What you will do
Could you reproduce every record below exactly, excluding all pictures?

Data extracted from a collection:
┄┄┄┄┄┄┄┄┄┄┄┄┄┄┄┄┄┄┄┄

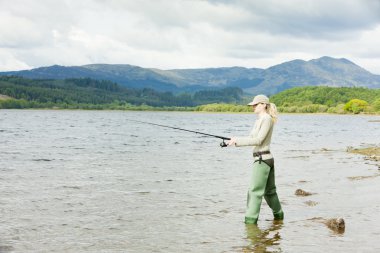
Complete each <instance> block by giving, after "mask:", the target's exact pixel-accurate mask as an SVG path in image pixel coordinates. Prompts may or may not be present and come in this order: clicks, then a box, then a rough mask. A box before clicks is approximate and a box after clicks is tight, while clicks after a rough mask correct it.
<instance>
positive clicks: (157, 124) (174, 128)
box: [127, 119, 231, 148]
mask: <svg viewBox="0 0 380 253" xmlns="http://www.w3.org/2000/svg"><path fill="white" fill-rule="evenodd" d="M127 120H129V121H134V122H138V123H142V124H148V125H153V126H159V127H166V128H170V129H175V130H180V131H185V132H190V133H196V134H201V135H204V136H209V137H215V138H218V139H222V142H221V143H220V147H222V148H224V147H227V143H225V142H224V141H225V140H227V141H229V140H231V138H228V137H224V136H219V135H213V134H207V133H202V132H198V131H193V130H188V129H183V128H179V127H172V126H166V125H161V124H155V123H151V122H146V121H140V120H133V119H127Z"/></svg>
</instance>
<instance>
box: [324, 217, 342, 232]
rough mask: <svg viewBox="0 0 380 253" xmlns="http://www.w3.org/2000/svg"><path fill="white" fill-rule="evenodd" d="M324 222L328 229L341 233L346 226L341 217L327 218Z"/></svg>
mask: <svg viewBox="0 0 380 253" xmlns="http://www.w3.org/2000/svg"><path fill="white" fill-rule="evenodd" d="M324 223H325V224H326V226H327V227H328V228H329V229H331V230H333V231H335V232H339V233H343V232H344V230H345V228H346V222H345V221H344V219H343V218H333V219H328V220H326V221H325V222H324Z"/></svg>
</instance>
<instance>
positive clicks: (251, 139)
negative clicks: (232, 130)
mask: <svg viewBox="0 0 380 253" xmlns="http://www.w3.org/2000/svg"><path fill="white" fill-rule="evenodd" d="M273 125H274V121H273V119H272V117H271V116H270V115H269V114H267V113H266V114H264V115H262V116H260V117H259V118H258V119H257V120H256V122H255V125H254V127H253V129H252V131H251V133H250V134H249V136H247V137H235V138H236V144H235V146H236V147H242V146H254V147H253V153H255V152H260V151H270V142H271V139H272V133H273ZM262 158H263V160H266V159H271V158H273V156H272V154H265V155H262ZM256 159H259V158H258V157H255V160H256Z"/></svg>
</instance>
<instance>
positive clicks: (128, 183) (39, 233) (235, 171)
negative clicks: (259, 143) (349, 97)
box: [0, 110, 380, 253]
mask: <svg viewBox="0 0 380 253" xmlns="http://www.w3.org/2000/svg"><path fill="white" fill-rule="evenodd" d="M255 117H256V116H255V115H254V114H227V113H223V114H212V113H192V112H126V111H64V110H0V192H1V194H0V235H1V236H0V252H139V253H141V252H380V245H379V244H378V239H379V238H380V216H379V213H380V196H379V193H378V191H379V185H380V171H379V169H378V165H377V164H376V163H375V162H372V161H367V160H365V159H364V157H363V156H361V155H356V154H350V153H347V152H346V149H347V147H348V146H353V147H366V146H371V145H372V146H373V145H379V144H380V122H379V120H380V117H379V116H361V115H355V116H354V115H317V114H305V115H291V114H287V115H286V114H284V115H280V118H279V122H278V124H277V125H276V126H275V130H274V133H273V138H272V147H271V151H272V153H273V154H274V157H275V167H276V169H275V171H276V183H277V191H278V195H279V198H280V201H281V203H282V205H283V209H284V212H285V220H284V221H283V222H279V223H274V222H273V220H272V214H271V211H270V209H269V207H268V206H267V205H266V203H265V201H263V204H262V208H261V214H260V217H259V224H258V227H253V226H246V225H245V224H244V223H243V221H244V212H245V204H246V203H245V201H246V191H247V187H248V183H249V175H250V171H251V167H252V154H251V153H252V152H251V148H250V147H245V148H233V147H228V148H221V147H220V146H219V143H220V140H218V139H216V138H210V137H204V136H201V135H198V134H193V133H189V132H183V131H178V130H173V129H167V128H162V127H157V126H152V125H147V124H141V123H137V122H133V121H129V119H132V120H141V121H148V122H152V123H156V124H164V125H170V126H174V127H181V128H185V129H189V130H195V131H201V132H206V133H210V134H215V135H222V136H227V137H229V136H237V135H238V136H241V135H243V136H244V135H247V134H248V133H249V131H250V129H251V127H252V125H253V122H254V120H255ZM299 188H300V189H303V190H306V191H308V192H311V193H312V195H310V196H306V197H300V196H296V195H295V194H294V193H295V191H296V189H299ZM335 217H343V218H344V219H345V222H346V229H345V231H344V233H336V232H334V231H332V230H330V229H329V228H327V227H326V226H325V224H323V221H324V219H328V218H335Z"/></svg>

┄┄┄┄┄┄┄┄┄┄┄┄┄┄┄┄┄┄┄┄

Reply to the task
Complete each <instance> block by giving, after "mask:", the target's exact pixel-accurate mask as an SVG path in image pixel coordinates. Prompts may or may not be present and come in this order: clicks, then a box, then a rough mask. A box before clicks is approximate and a box after clicks is tight, while clicks after a rough mask correct it.
<instance>
positive clicks: (157, 124) (174, 128)
box: [127, 119, 231, 148]
mask: <svg viewBox="0 0 380 253" xmlns="http://www.w3.org/2000/svg"><path fill="white" fill-rule="evenodd" d="M127 120H129V121H134V122H138V123H142V124H148V125H153V126H159V127H166V128H170V129H175V130H180V131H185V132H190V133H196V134H201V135H204V136H209V137H215V138H218V139H222V142H221V143H220V147H222V148H224V147H227V143H225V142H224V141H225V140H227V141H229V140H231V138H228V137H224V136H219V135H213V134H207V133H202V132H198V131H193V130H188V129H183V128H179V127H172V126H166V125H161V124H155V123H151V122H146V121H140V120H133V119H127Z"/></svg>
</instance>
<instance>
box: [324, 217, 342, 232]
rough mask: <svg viewBox="0 0 380 253" xmlns="http://www.w3.org/2000/svg"><path fill="white" fill-rule="evenodd" d="M324 222L328 229L341 233L346 226L341 217L327 218Z"/></svg>
mask: <svg viewBox="0 0 380 253" xmlns="http://www.w3.org/2000/svg"><path fill="white" fill-rule="evenodd" d="M324 223H325V224H326V226H327V227H328V228H329V229H331V230H333V231H335V232H339V233H343V232H344V230H345V228H346V222H345V221H344V219H343V218H333V219H328V220H326V221H325V222H324Z"/></svg>
</instance>
<instance>
positive clicks: (251, 139)
negative clicks: (232, 130)
mask: <svg viewBox="0 0 380 253" xmlns="http://www.w3.org/2000/svg"><path fill="white" fill-rule="evenodd" d="M273 125H274V121H273V119H272V117H271V116H270V115H269V114H267V113H266V114H264V115H262V116H260V117H259V118H258V119H257V120H256V122H255V125H254V127H253V129H252V131H251V133H250V134H249V136H247V137H235V138H236V144H235V146H236V147H242V146H254V147H253V153H255V152H260V151H270V142H271V139H272V133H273ZM262 158H263V160H266V159H271V158H273V156H272V154H265V155H262ZM256 159H259V158H258V157H255V160H256Z"/></svg>
</instance>
<instance>
positive clicks: (128, 183) (39, 233) (235, 171)
negative clicks: (259, 143) (349, 97)
box: [0, 110, 380, 253]
mask: <svg viewBox="0 0 380 253" xmlns="http://www.w3.org/2000/svg"><path fill="white" fill-rule="evenodd" d="M255 117H256V116H255V115H254V114H227V113H223V114H212V113H192V112H126V111H64V110H0V192H1V194H0V235H1V236H0V252H139V253H141V252H380V245H379V244H378V239H379V238H380V216H379V213H380V196H379V193H378V191H379V185H380V171H379V169H378V165H377V164H376V163H375V162H372V161H367V160H365V159H364V157H363V156H361V155H356V154H350V153H347V152H346V149H347V147H348V146H353V147H366V146H371V145H372V146H373V145H379V144H380V122H379V120H380V117H379V116H361V115H355V116H354V115H317V114H305V115H291V114H287V115H286V114H284V115H280V118H279V122H278V124H277V125H276V126H275V130H274V133H273V138H272V147H271V151H272V153H273V154H274V157H275V167H276V169H275V171H276V183H277V191H278V195H279V198H280V201H281V203H282V205H283V209H284V212H285V220H284V221H283V222H279V223H274V222H273V220H272V214H271V211H270V209H269V207H268V206H267V205H266V203H265V201H263V204H262V208H261V214H260V217H259V224H258V227H253V226H246V225H245V224H244V223H243V221H244V212H245V204H246V203H245V201H246V191H247V187H248V183H249V175H250V171H251V167H252V154H251V153H252V152H251V148H250V147H245V148H233V147H228V148H221V147H220V146H219V143H220V140H218V139H216V138H210V137H204V136H201V135H198V134H193V133H189V132H183V131H178V130H173V129H167V128H162V127H157V126H152V125H147V124H141V123H137V122H133V121H129V119H132V120H141V121H148V122H152V123H156V124H164V125H170V126H174V127H181V128H185V129H189V130H195V131H201V132H206V133H210V134H215V135H222V136H227V137H229V136H237V135H238V136H241V135H243V136H244V135H247V134H248V133H249V131H250V129H251V127H252V125H253V122H254V120H255ZM299 188H300V189H303V190H306V191H308V192H311V193H312V195H310V196H306V197H300V196H296V195H295V194H294V193H295V191H296V189H299ZM335 217H343V218H344V219H345V222H346V229H345V231H344V233H336V232H334V231H332V230H330V229H329V228H327V227H326V226H325V224H323V221H324V219H328V218H335Z"/></svg>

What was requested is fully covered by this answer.